* _任务目标_
请统计下方材料中包含字符串“large”的行数，区分大小写。只需给出这个数字。
● ● ● ●
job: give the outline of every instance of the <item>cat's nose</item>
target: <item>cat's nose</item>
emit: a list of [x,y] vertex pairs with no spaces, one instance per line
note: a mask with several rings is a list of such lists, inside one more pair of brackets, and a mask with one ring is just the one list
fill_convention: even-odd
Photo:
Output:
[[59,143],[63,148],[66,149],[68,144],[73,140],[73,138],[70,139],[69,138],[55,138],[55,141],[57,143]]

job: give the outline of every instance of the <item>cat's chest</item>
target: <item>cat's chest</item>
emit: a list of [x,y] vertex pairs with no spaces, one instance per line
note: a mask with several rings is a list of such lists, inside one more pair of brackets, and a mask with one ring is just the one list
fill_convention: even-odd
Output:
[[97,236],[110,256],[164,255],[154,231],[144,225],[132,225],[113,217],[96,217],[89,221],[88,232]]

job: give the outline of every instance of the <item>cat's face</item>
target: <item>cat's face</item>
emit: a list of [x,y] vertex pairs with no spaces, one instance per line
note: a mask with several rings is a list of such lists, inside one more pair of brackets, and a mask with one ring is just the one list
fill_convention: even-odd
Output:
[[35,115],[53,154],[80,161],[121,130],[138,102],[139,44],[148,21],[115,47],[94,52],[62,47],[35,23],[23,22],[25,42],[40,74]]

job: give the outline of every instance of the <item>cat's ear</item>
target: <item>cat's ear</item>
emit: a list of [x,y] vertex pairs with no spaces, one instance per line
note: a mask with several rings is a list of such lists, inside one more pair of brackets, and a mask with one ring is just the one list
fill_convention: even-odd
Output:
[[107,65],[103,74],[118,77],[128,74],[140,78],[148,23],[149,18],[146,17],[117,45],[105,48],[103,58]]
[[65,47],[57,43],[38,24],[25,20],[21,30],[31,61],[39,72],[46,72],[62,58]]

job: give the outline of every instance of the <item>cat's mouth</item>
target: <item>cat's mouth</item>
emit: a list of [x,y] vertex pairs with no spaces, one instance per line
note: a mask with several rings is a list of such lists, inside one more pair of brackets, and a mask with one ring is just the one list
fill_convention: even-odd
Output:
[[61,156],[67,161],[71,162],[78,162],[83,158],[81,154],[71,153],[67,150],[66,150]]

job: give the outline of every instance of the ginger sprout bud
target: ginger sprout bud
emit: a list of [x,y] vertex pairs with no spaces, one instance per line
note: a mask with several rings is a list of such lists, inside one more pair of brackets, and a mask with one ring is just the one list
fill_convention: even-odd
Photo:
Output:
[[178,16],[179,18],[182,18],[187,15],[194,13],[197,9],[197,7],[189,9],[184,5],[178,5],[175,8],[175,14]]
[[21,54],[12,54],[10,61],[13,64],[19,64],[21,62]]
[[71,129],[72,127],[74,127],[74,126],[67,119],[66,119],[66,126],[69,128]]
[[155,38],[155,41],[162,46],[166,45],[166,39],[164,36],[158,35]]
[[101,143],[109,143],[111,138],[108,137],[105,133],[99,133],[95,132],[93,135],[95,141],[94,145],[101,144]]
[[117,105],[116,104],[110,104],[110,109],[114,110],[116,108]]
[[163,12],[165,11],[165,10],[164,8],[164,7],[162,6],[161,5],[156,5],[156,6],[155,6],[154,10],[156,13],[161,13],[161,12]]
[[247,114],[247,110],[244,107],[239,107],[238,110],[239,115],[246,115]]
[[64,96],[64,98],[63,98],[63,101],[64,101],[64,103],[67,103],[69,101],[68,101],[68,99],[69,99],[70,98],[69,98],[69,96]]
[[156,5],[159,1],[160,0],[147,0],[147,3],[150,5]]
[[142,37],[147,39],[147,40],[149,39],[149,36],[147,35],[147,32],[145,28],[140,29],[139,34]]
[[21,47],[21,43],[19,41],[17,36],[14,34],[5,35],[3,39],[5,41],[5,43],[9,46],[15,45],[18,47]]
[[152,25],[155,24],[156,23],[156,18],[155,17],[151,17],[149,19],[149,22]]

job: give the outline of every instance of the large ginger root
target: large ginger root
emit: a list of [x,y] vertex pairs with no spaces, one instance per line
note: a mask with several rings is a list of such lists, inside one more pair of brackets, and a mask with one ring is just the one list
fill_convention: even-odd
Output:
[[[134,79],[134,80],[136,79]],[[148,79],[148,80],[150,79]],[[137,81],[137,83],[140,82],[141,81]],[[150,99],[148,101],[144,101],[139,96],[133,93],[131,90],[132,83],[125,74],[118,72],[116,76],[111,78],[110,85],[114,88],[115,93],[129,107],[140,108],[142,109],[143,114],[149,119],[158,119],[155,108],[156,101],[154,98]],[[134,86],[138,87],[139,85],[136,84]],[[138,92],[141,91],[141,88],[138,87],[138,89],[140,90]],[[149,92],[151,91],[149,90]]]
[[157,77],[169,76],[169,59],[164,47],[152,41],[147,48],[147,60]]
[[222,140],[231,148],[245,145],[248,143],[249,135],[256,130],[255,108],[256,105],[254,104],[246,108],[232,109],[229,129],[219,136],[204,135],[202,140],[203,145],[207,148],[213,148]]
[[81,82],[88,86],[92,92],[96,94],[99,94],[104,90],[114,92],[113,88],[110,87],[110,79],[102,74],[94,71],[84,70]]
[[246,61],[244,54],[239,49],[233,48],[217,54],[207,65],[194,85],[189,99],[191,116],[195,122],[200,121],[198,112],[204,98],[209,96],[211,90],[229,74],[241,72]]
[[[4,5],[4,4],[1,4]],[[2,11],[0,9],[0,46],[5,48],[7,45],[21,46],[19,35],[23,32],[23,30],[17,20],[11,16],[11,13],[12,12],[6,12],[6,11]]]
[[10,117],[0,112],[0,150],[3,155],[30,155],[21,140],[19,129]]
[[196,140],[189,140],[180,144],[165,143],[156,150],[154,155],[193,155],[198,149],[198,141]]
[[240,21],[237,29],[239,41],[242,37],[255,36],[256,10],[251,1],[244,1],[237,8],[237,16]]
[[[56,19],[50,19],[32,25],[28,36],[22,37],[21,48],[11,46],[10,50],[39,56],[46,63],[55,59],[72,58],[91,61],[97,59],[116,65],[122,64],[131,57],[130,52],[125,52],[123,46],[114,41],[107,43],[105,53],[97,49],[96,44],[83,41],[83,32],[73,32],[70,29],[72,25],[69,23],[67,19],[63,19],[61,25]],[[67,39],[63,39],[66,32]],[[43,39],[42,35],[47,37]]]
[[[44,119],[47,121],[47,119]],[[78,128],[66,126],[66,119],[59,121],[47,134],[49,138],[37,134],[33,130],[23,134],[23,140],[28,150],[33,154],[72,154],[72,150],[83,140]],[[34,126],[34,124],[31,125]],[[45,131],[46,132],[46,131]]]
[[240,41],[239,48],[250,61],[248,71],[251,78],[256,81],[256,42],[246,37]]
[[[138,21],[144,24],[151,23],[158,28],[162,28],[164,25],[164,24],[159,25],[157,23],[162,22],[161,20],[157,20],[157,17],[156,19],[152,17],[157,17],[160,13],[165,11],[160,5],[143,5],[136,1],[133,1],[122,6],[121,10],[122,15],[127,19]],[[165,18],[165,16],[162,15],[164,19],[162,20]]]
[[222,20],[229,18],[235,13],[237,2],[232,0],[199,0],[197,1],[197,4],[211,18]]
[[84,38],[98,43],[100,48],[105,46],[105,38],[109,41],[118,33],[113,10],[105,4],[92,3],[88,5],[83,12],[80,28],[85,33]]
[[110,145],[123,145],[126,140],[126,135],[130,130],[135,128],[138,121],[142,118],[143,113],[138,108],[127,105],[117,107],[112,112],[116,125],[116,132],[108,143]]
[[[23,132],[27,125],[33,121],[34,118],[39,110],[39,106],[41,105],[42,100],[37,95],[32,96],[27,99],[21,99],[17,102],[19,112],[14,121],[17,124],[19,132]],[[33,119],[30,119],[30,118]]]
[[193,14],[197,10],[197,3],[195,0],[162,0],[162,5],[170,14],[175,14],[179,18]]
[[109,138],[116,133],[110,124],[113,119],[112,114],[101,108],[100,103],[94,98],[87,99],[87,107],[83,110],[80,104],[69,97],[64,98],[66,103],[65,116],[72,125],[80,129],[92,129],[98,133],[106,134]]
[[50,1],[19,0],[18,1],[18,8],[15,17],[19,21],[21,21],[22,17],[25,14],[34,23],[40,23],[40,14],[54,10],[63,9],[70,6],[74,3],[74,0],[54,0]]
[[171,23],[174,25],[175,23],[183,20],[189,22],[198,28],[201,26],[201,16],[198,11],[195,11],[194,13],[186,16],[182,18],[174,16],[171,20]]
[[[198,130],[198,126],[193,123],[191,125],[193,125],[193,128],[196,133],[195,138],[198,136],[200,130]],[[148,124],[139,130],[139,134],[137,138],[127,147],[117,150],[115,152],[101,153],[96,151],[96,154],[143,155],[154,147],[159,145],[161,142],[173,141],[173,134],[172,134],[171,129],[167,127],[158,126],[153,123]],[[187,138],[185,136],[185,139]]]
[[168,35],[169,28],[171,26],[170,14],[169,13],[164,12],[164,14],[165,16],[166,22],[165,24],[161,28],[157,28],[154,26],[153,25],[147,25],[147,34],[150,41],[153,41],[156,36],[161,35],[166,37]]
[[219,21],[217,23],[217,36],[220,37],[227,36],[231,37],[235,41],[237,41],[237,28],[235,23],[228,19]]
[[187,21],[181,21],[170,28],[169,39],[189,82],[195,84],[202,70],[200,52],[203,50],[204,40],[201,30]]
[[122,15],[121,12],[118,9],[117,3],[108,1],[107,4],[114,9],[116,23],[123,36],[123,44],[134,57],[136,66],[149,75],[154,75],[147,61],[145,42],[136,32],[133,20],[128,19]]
● ● ● ●
* _回答_
2